- _Texte fourni_:
L’augmentation de 40 Mt de de la production mondiale de graines d’oléo-protéagineuses repose aux trois quarts sur le retour de conditions climatiques favorables à la culture de soja au Brésil et en Argentine durant l’été austral. L’USDA y escompte une récolte de 200 Mt, soit 30 Mt de plus qu’en 2021-2022.
Selon l’USDA, l’organisme américain de statistiques agricoles, 644 millions de tonnes (Mt) d’oléo-protéagineux seraient produites dans le monde durant la campagne 2022-2023. Quarante millions de tonnes de graines en plus seraient ainsi récoltées par rapport à la campagne 2021-2022.
Mais ces prévisions sont conditionnées par le retour à des conditions climatiques normales dans l’hémisphère sud, tout au long du printemps et de l’été austral, où une grande partie du soja produite dans le monde y est cultivée.
Dans l’hémisphère nord, où l’essentiel du colza et du tournesol produit dans le monde y est cultivé, les dés sont joués. L’Union européenne a récolté 18 Mt de colza et le Canada, 20 Mt. L’année passée, ce dernier avait vu sa récolte bruler durant l’été en raison des températures caniculaires qui s’étaient abattues à l’ouest du pays.
Quant à l’Union européenne, la culture de colza a échappé au déficit pluviométrique qui a endommagé le développement des cultures de printemps. En France, 4 ,3 Mt de graines de colza ont été engrangées (+ 31,6 % sur un an) grâce à une hausse combinée du rendement et des surfaces implantées, rapporte le ministère de l’Agriculture.

- _Données enregistrées_:
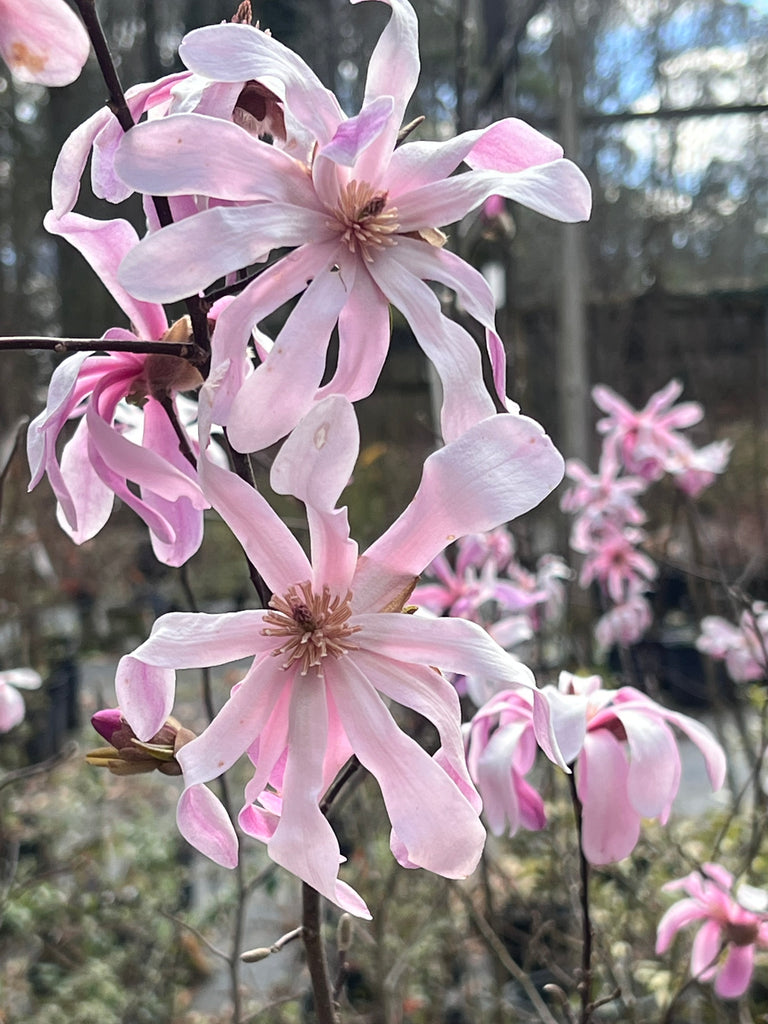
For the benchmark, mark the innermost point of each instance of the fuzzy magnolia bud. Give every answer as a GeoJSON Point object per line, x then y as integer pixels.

- _Consigne de travail 1_: Recopiez le passage du texte sur la production d’oléo-protéagineux qui commence par « Selon l’USDA, l’organisme » et se poursuit jusqu’à « y est cultivée. ».
- _Consigne de travail 2_: Reprenez le texte sur la production mondiale d’oléo-protéagineux à partir de sa dernière phrase et poursuivez sa rédaction.
Le listing forme un matériau à part, indépendant du texte fourni.

- _Zone de réponse 1_:
Selon l’USDA, l’organisme américain de statistiques agricoles, 644 millions de tonnes (Mt) d’oléo-protéagineux seraient produites dans le monde durant la campagne 2022-2023. Quarante millions de tonnes de graines en plus seraient ainsi récoltées par rapport à la campagne 2021-2022.
Mais ces prévisions sont conditionnées par le retour à des conditions climatiques normales dans l’hémisphère sud, tout au long du printemps et de l’été austral, où une grande partie du soja produite dans le monde y est cultivée.

- _Zone de réponse 2_:
Ces bonnes performances permettent d’espérer une production mondiale de colza et de canola de 44 Mt, soit 2,5 Mt de plus que la campagne passée.
La campagne se jouera dans l’hémisphère sud
Mais la production mondiale de tournesol a pâti des conditions climatiques défavorables, qui ont régné tout au long de la période estivale dans l’Union européenne, et évidemment du conflit en Ukraine.
Estimée à 52 Mt, la production mondiale de tournesol se replierait ainsi de 5 Mt. Elle serait ainsi la seule culture d’oléo-protéagineux en recul dans le monde durant la campagne 2022-2023.
Selon l’USDA, 9,7 Mt de graines de tournesol seraient récoltées dans l’UE. En France, « la production de tournesol est estimée à 1,9 Mt. Elle serait en baisse sur un an (-2,9 %), malgré une forte hausse des surfaces (+22,5 %) », précise le ministère de l’Agriculture. « Le potentiel de rendement est fortement altéré par la sécheresse : il est estimé à 21,7 q/ha, soit 5,7 q/ha de moins qu’en 2021. Mais par rapport à la moyenne 2017-2021, la baisse du rendement serait moindre (-2,1 q/ha).
Comme pour les céréales, la Russie affiche une production record de tournesol de 17 Mt tandis que l’Ukraine voit la sienne s’effondrer de 7 Mt à 10,5 Mt. Le conflit sur son territoire rend inaccessible une partie des parcelles quand il n’a pas tout simplement compliqué la conduite des cultures.
Aux Etats-Unis, la conjoncture économique a incité les farmers à cultiver du soja au détriment du maïs. Mais les fortes températures estivales ont altéré le potentiel des cultures. 119 Mt de grain de soja seraient récoltées, soit 4 Mt de moins qu’estimées au mois d’août dernier. De nouvelles révisions à la baisse ne sont pas exclues dans les prochaines semaines.
La Chine a retrouvé de l’apétit
Au cours 6-8 prochains mois, se joueront la production de tournesol en Argentine où 4,2 Mt seraient susceptibles d’être récoltées, mais aussi celle de colza en Australie (5,6 Mt) où les conditions climatiques sont favorables.
En effet, l’ile-continent bénéficierait du contre coup de la Nina encore présente au sud du de l’océan Pacifique.
Si les prévisions de l’USDA portant sur la production de soja en Argentine et au Brésil sont confirmées au fil des semaines à venir, jusqu’à 200 Mt de graines seraient disponibles à la transformation en tourteaux et en huile, soit 30 Mt de plus que le l’hiver passé.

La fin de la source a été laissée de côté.